- **Information provided**
*-*-*
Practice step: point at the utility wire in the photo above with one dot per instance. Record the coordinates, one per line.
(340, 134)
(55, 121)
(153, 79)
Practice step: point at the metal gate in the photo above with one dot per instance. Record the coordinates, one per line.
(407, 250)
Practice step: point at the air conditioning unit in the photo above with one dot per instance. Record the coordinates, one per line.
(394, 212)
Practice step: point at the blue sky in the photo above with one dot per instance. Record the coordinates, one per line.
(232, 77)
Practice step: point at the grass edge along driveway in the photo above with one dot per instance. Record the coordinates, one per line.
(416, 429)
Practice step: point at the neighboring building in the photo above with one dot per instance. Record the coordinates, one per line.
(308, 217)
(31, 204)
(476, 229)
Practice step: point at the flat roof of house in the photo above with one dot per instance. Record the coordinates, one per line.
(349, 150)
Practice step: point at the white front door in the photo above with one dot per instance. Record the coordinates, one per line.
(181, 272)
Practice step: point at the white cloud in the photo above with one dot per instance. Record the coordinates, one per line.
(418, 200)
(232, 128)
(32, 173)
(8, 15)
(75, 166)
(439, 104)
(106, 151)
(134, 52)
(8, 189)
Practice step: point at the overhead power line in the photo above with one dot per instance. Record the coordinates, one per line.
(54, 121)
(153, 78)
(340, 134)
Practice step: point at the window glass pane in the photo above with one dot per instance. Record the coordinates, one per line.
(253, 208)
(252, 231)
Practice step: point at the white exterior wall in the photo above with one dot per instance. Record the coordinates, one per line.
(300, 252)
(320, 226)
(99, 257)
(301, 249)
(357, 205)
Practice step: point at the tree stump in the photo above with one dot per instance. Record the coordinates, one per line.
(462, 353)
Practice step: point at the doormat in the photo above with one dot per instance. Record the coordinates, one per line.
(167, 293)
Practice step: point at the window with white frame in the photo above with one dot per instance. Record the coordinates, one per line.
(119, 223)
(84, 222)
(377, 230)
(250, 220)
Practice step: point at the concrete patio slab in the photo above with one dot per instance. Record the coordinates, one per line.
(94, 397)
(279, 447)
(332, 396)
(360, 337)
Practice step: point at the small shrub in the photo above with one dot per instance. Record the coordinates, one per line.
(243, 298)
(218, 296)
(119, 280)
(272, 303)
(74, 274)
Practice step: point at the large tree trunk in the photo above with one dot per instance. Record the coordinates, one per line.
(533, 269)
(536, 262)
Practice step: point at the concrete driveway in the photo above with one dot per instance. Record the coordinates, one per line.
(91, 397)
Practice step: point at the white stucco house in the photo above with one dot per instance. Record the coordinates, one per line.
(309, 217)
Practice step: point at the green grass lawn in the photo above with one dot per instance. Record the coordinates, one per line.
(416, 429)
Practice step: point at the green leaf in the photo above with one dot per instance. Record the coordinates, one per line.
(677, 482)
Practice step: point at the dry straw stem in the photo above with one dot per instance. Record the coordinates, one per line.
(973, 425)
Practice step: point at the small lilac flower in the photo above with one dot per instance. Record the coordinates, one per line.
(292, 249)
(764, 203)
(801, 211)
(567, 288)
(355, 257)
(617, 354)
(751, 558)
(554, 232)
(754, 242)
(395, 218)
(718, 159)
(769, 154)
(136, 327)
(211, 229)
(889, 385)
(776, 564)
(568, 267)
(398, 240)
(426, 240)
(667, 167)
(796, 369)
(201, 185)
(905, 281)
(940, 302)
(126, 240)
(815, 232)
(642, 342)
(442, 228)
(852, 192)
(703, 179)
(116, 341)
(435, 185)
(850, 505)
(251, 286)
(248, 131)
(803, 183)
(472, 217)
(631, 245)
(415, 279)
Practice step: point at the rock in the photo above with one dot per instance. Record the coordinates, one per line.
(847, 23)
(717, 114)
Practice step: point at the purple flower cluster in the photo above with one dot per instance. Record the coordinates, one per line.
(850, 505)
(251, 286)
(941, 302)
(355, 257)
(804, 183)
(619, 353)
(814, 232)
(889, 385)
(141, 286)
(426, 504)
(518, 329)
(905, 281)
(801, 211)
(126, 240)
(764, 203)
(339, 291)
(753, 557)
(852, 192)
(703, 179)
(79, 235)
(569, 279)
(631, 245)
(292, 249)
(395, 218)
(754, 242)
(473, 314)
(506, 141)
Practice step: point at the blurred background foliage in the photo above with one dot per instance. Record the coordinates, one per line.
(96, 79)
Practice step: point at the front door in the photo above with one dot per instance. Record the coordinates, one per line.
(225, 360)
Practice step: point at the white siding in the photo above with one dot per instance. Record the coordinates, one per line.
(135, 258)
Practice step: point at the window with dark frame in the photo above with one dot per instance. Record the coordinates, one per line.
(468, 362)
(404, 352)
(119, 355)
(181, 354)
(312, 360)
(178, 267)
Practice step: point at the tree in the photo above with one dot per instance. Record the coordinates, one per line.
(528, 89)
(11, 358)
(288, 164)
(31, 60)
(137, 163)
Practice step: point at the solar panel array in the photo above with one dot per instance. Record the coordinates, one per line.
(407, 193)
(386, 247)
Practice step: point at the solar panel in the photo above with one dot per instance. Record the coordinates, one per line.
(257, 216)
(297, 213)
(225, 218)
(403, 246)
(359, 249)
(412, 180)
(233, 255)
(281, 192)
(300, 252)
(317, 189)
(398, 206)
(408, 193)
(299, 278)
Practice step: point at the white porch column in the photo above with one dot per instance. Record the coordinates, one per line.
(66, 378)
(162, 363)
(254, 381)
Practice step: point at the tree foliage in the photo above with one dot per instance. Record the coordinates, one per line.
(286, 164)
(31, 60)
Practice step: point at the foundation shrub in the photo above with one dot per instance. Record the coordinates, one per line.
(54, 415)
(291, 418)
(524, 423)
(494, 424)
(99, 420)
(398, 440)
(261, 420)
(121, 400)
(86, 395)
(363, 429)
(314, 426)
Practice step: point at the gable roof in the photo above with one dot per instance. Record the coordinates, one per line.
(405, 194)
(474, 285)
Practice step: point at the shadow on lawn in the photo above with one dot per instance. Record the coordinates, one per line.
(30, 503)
*-*-*
- **Required action**
Only the lines from the one containing "Practice step: point at the foundation" to the end of the records should be repeated, exactly as they appear.

- **Your response**
Practice step: point at the foundation shrub in the photo above with one dot per instance. Record the coordinates, one per line.
(54, 415)
(291, 418)
(524, 423)
(494, 424)
(99, 420)
(398, 440)
(261, 420)
(121, 400)
(86, 395)
(363, 429)
(314, 426)
Practice step: point at the gable roof in the photo above with one dot per instance. Record the coordinates, one per line.
(405, 194)
(474, 285)
Practice step: point at the shadow on lawn in the photo above with one dot per instance. Record the coordinates, one per line.
(30, 503)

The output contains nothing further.